*EXERCISE OBJECTIVE:*
Your task is to restate the data word for word.

*ROWS:*
..........
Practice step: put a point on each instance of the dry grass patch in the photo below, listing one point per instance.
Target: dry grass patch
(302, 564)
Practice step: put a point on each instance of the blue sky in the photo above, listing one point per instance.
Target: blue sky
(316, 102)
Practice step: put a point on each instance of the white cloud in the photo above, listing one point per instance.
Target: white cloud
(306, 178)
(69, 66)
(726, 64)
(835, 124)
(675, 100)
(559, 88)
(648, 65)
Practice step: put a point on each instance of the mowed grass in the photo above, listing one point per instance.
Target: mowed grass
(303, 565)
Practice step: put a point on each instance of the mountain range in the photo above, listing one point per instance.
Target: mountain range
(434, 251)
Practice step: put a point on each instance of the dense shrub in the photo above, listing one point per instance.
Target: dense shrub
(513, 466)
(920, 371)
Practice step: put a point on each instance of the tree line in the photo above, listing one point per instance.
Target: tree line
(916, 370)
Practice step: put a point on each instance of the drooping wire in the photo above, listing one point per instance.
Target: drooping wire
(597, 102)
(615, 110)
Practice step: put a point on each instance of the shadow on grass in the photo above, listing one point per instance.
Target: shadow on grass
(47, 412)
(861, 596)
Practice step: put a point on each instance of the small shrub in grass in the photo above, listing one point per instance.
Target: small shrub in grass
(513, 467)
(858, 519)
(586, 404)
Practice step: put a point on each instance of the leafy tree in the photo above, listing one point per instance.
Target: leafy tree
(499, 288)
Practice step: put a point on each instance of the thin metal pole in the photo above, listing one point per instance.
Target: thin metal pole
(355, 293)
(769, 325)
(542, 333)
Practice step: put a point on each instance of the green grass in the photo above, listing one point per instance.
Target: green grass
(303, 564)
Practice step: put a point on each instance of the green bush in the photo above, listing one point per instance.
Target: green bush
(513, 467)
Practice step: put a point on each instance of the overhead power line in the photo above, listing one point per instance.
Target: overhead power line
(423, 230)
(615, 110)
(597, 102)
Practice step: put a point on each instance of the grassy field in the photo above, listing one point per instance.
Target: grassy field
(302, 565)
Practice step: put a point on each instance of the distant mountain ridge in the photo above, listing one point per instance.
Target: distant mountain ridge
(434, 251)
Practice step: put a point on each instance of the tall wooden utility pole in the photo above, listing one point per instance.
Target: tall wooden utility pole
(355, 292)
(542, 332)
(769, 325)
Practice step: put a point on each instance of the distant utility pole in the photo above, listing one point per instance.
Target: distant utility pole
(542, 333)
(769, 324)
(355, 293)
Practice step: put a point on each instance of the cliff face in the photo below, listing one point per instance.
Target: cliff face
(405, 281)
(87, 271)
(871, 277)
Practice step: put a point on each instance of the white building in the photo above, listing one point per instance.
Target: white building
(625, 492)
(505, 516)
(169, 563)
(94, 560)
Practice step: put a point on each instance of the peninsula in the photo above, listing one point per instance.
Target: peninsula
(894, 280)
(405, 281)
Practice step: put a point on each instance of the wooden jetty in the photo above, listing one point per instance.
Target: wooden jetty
..........
*FINAL ANSWER:*
Practice step: put a point on each instance of the dry grass patch in the photo below, listing one point per instance.
Target: dry grass patch
(302, 564)
Practice step: put a point on each instance of the blue sky in the photo above, listing one point per instance.
Target: blue sky
(316, 102)
Practice step: put a point on each instance of the white cloud in the photo above, listing one point per instance.
Target: white cloud
(306, 178)
(69, 66)
(726, 64)
(835, 124)
(675, 100)
(559, 88)
(648, 65)
Practice step: put a point on each instance of the mowed grass in the photo above, listing one point per instance.
Target: mowed grass
(303, 565)
Practice step: put a point on each instance of the mountain range in the photo above, listing one point per instance.
Target: mountain range
(434, 251)
Practice step: put a point on each instance of the dense shrub in the photo above, listing one point per instance.
Target: dense shrub
(513, 466)
(920, 371)
Practice step: put a point on each instance of the tree line in the photo above, listing one point per instance.
Target: tree line
(916, 370)
Practice step: put a point on each instance of the drooping wire in the photo above, listing one point per instance.
Target: drooping wire
(597, 102)
(615, 110)
Practice step: put a point on each instance of the shadow on grass in the photo above, listing one point per instance.
Target: shadow on grass
(47, 412)
(861, 596)
Practice step: put a point on each instance of the small shrub in grass in the photo above, listing one point per instance.
Target: small shrub in grass
(513, 467)
(858, 519)
(586, 404)
Practice step: put a point on each instance of the leafy tree in the photo above, listing one point per instance.
Target: leafy tree
(499, 288)
Practice step: put a point on each instance of the thin metal pole in the photo above, listing one point per instance.
Target: thin metal pole
(355, 293)
(769, 325)
(542, 333)
Practice step: put a point on each instance of the green grass in the photo above, listing one point per instance.
Target: green grass
(303, 564)
Practice step: put a point on each instance of the green bush in the photo above, listing one point per instance.
Target: green bush
(513, 467)
Practice step: put a point on each instance of the overhead power line in the photo above, listing one point per instance.
Target: overhead power line
(423, 230)
(615, 110)
(597, 102)
Practice step: put a point on each instance of the grassy field in the photo above, listing one point per instance.
Target: grassy field
(302, 565)
Practice step: put a point on each instance of the distant mountain ridge in the photo above, listing one point per instance.
Target: distant mountain ridge
(434, 251)
Practice step: put a point on each instance of the tall wooden utility pole in the photo above, listing one point per instance.
Target: tall wooden utility pole
(355, 292)
(542, 332)
(769, 325)
Practice step: put a point on each instance of the distant utility pole in the photo above, listing one point per instance.
Target: distant utility pole
(542, 333)
(769, 324)
(355, 293)
Practice step: put a point on each instance of the cliff face in the photo below, listing one point per instance.
Target: cliff face
(405, 281)
(87, 271)
(871, 277)
Practice step: put a point on each instance of the white building in the photo above, listing one point per instance.
Target: white building
(625, 492)
(505, 516)
(169, 563)
(94, 560)
Practice step: put a point on each instance of the peninsula in the photo above, listing one point per instance.
Target: peninsula
(894, 280)
(405, 281)
Practice step: put a point on each instance of the wooden jetty in the photo above, listing one point per instance.
Target: wooden jetty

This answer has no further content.